> Goal: Set down the material below in full, matching it exactly.

----

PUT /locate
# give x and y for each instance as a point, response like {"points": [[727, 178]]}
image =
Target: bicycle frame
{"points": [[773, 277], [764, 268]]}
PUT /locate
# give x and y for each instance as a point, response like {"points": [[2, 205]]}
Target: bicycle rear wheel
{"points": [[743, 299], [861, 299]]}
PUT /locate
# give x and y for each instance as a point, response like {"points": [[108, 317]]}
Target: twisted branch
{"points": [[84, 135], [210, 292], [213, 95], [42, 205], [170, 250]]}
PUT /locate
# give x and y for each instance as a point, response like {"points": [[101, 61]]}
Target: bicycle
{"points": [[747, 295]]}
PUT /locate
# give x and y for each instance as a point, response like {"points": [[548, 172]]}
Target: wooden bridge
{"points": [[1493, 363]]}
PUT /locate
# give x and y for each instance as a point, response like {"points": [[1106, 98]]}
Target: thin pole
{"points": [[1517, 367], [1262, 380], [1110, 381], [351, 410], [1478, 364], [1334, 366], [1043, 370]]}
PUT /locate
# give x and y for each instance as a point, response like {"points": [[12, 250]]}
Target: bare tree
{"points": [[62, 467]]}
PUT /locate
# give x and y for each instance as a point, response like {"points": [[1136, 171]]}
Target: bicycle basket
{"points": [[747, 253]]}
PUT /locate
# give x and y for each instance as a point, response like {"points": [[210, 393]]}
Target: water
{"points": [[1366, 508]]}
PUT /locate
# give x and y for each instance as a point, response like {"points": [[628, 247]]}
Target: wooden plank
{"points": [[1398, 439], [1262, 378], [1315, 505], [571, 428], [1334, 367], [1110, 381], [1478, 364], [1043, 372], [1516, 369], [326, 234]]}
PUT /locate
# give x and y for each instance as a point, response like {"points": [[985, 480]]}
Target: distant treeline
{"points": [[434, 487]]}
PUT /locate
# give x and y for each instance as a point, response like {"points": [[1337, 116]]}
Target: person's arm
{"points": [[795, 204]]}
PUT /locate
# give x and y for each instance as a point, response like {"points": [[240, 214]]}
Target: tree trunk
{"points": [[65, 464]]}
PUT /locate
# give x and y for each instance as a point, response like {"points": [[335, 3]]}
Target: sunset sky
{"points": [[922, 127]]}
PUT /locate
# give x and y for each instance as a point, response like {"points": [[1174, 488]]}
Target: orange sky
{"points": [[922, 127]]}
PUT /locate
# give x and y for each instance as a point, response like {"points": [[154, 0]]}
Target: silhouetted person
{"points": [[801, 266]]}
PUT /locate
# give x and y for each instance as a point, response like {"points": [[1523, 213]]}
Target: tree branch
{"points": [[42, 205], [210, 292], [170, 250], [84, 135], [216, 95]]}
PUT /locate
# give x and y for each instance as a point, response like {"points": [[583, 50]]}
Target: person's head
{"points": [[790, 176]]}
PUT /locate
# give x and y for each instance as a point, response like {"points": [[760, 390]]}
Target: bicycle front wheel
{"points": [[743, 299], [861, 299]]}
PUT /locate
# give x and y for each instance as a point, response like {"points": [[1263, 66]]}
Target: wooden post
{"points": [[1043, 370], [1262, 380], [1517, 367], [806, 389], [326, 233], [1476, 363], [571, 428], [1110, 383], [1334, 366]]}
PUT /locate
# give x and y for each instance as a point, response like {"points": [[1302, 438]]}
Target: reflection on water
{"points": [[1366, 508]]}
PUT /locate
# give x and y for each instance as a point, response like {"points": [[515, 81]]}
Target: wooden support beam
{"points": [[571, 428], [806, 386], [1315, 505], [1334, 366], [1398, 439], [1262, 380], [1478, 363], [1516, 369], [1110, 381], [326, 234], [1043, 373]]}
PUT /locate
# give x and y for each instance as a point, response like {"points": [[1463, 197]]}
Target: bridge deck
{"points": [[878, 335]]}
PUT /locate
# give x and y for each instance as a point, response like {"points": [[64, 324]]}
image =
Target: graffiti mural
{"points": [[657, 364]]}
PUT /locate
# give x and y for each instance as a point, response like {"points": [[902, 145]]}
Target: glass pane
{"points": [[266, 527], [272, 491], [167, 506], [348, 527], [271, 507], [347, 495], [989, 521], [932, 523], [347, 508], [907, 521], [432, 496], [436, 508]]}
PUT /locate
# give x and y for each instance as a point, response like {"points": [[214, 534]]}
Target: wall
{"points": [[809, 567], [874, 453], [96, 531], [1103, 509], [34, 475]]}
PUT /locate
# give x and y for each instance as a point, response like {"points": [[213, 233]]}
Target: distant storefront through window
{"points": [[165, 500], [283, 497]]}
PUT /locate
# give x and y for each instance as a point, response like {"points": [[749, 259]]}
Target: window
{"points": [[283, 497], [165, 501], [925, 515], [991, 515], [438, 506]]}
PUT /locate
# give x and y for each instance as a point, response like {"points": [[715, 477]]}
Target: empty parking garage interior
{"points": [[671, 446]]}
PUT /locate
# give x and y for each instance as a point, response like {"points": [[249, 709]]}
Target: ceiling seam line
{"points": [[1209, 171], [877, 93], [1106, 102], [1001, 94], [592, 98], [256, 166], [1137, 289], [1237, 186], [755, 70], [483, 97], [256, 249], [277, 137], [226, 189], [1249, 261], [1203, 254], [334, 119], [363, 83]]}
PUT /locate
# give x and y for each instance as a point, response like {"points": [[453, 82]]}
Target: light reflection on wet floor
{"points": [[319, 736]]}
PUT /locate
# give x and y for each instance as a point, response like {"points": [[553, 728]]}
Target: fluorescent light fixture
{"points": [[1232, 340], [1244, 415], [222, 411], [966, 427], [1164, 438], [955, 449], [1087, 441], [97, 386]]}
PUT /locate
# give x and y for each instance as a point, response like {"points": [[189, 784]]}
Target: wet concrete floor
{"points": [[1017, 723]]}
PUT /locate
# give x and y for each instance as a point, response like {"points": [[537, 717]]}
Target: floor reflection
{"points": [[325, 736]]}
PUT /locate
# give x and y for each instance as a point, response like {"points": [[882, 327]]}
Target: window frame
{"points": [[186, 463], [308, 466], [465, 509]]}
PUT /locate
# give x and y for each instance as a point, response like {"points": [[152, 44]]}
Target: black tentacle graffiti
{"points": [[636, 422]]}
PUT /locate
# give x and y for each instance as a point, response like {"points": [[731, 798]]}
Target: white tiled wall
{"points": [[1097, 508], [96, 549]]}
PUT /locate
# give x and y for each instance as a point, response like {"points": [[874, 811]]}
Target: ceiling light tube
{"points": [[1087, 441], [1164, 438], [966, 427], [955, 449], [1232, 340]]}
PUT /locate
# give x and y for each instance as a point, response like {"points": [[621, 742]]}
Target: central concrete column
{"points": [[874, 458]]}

----

> Solution to the problem:
PUT /locate
# give x and y for each instance as a point, response like {"points": [[727, 178]]}
image =
Target: bicycle frame
{"points": [[773, 277], [764, 268]]}
PUT /locate
# give x and y for each instance as a point, response like {"points": [[2, 205]]}
Target: bicycle rear wheel
{"points": [[743, 299], [861, 299]]}
PUT /locate
# give x and y for each instance as a point, response like {"points": [[108, 317]]}
Target: twisted branch
{"points": [[84, 135], [210, 292], [213, 95], [42, 205], [170, 250]]}
PUT /locate
# give x and y for each instance as a point, response like {"points": [[101, 61]]}
Target: bicycle
{"points": [[747, 295]]}
PUT /locate
# give x and y for each instance as a point, response like {"points": [[548, 172]]}
Target: wooden bridge
{"points": [[1493, 363]]}
PUT /locate
# give x and y for each instance as a point, response like {"points": [[1106, 98]]}
Target: thin pole
{"points": [[1517, 367], [1262, 380], [1110, 381], [351, 410], [1478, 364], [1334, 366], [1043, 370]]}
PUT /locate
# give x and y for each instance as a point, response like {"points": [[12, 250]]}
Target: bare tree
{"points": [[62, 467]]}
PUT /locate
# give x and y for each instance as a point, response like {"points": [[1136, 171]]}
Target: bicycle basket
{"points": [[747, 253]]}
PUT /locate
# give x and y for each instance as a point, response like {"points": [[210, 393]]}
Target: water
{"points": [[1366, 508]]}
PUT /locate
# give x and y for each instance as a point, response like {"points": [[628, 247]]}
Target: wooden plank
{"points": [[1398, 439], [1262, 378], [1315, 505], [571, 428], [1334, 367], [1110, 381], [1478, 364], [1043, 372], [1516, 369], [326, 234]]}
PUT /locate
# give x and y for each instance as a point, response like {"points": [[985, 480]]}
Target: distant treeline
{"points": [[434, 487]]}
PUT /locate
# give x and y for each instance as a point, response like {"points": [[1337, 116]]}
Target: person's arm
{"points": [[795, 204]]}
PUT /locate
# give x and y for each instance as a point, response like {"points": [[240, 214]]}
Target: tree trunk
{"points": [[65, 464]]}
PUT /locate
# give x and y for each instance as a point, response like {"points": [[335, 3]]}
Target: sunset sky
{"points": [[922, 127]]}
PUT /locate
# give x and y for each instance as a point, response like {"points": [[1174, 488]]}
Target: orange sky
{"points": [[922, 127]]}
PUT /locate
# give x and y for each instance as a point, response like {"points": [[154, 0]]}
Target: silhouetted person
{"points": [[801, 266]]}
PUT /locate
# give x and y for each instance as a point, response like {"points": [[1523, 213]]}
Target: tree branch
{"points": [[42, 205], [210, 292], [170, 250], [84, 135], [216, 95]]}
PUT /locate
# give x and y for each instance as a point, response like {"points": [[583, 50]]}
Target: person's head
{"points": [[790, 176]]}
PUT /locate
# give x and y for each instance as a point, response like {"points": [[760, 390]]}
Target: bicycle front wheel
{"points": [[743, 299], [861, 299]]}
PUT /locate
# give x and y for each instance as a point, response like {"points": [[1263, 66]]}
Target: wooden post
{"points": [[1043, 370], [1262, 380], [1517, 367], [806, 389], [326, 233], [1476, 363], [571, 428], [1110, 383], [1334, 366]]}
PUT /locate
# give x and y for each instance as a point, response like {"points": [[1302, 438]]}
Target: reflection on water
{"points": [[1366, 508]]}
PUT /locate
# give x and y for each instance as a point, response like {"points": [[515, 81]]}
Target: wooden support beam
{"points": [[571, 428], [806, 386], [1315, 505], [1334, 366], [1398, 439], [1262, 380], [1478, 363], [1516, 369], [1110, 381], [326, 234], [1043, 373]]}
PUT /locate
# give x and y for each instance as a point, response like {"points": [[1463, 197]]}
Target: bridge deck
{"points": [[878, 335]]}
PUT /locate
# give x and y for each instance as a point, response like {"points": [[64, 324]]}
image =
Target: graffiti mural
{"points": [[657, 364]]}
PUT /locate
# give x and y for each instance as a point, response like {"points": [[902, 145]]}
Target: glass pane
{"points": [[266, 527], [272, 491], [167, 506], [348, 527], [271, 507], [347, 495], [989, 521], [932, 523], [347, 508], [907, 521], [432, 496], [436, 508]]}
PUT /locate
# give x and y for each instance as a point, response like {"points": [[214, 534]]}
Target: wall
{"points": [[809, 567], [874, 453], [96, 531], [1103, 509], [34, 475]]}
PUT /locate
# give x and y for each instance as a point, response like {"points": [[213, 233]]}
Target: distant storefront through window
{"points": [[165, 500], [283, 497]]}
PUT /locate
# give x and y for each instance as a point, response like {"points": [[749, 259]]}
Target: window
{"points": [[283, 497], [165, 501], [925, 515], [991, 515], [438, 506]]}
PUT /locate
# give x and y for each instance as a point, response like {"points": [[715, 477]]}
Target: empty parking garage interior
{"points": [[671, 446]]}
PUT /locate
# give x and y for each instance as a point, response like {"points": [[249, 709]]}
Target: ceiling seam line
{"points": [[1209, 171], [877, 93], [1106, 102], [1001, 94], [592, 98], [256, 166], [1137, 289], [1237, 186], [755, 70], [483, 97], [256, 249], [277, 137], [226, 189], [1249, 261], [1203, 254], [334, 119], [363, 83]]}
PUT /locate
# give x and y for each instance as a point, response like {"points": [[453, 82]]}
Target: light reflection on wet floor
{"points": [[319, 736]]}
PUT /locate
# give x and y for each instance as a point, response like {"points": [[553, 728]]}
Target: fluorescent light fixture
{"points": [[1232, 340], [1244, 415], [222, 411], [966, 427], [1164, 438], [955, 449], [1087, 441], [97, 386]]}
PUT /locate
# give x and y for each instance as a point, response like {"points": [[189, 784]]}
Target: wet concrete floor
{"points": [[1017, 723]]}
PUT /locate
# give x and y for each instance as a point, response like {"points": [[537, 717]]}
Target: floor reflection
{"points": [[325, 736]]}
PUT /locate
# give x and y for each instance as a point, response like {"points": [[882, 327]]}
Target: window frame
{"points": [[186, 463], [308, 466], [465, 509]]}
PUT /locate
# give x and y for each instance as a point, response like {"points": [[152, 44]]}
Target: black tentacle graffiti
{"points": [[636, 422]]}
PUT /locate
# give x and y for each instance as a point, response like {"points": [[731, 798]]}
Target: white tiled wall
{"points": [[1097, 508], [96, 549]]}
PUT /locate
# give x and y for each instance as a point, response like {"points": [[874, 811]]}
Target: ceiling light tube
{"points": [[1087, 441], [1164, 438], [966, 427], [955, 449], [1232, 340]]}
PUT /locate
# give x and y for each instance as a point, response like {"points": [[621, 742]]}
Target: central concrete column
{"points": [[874, 458]]}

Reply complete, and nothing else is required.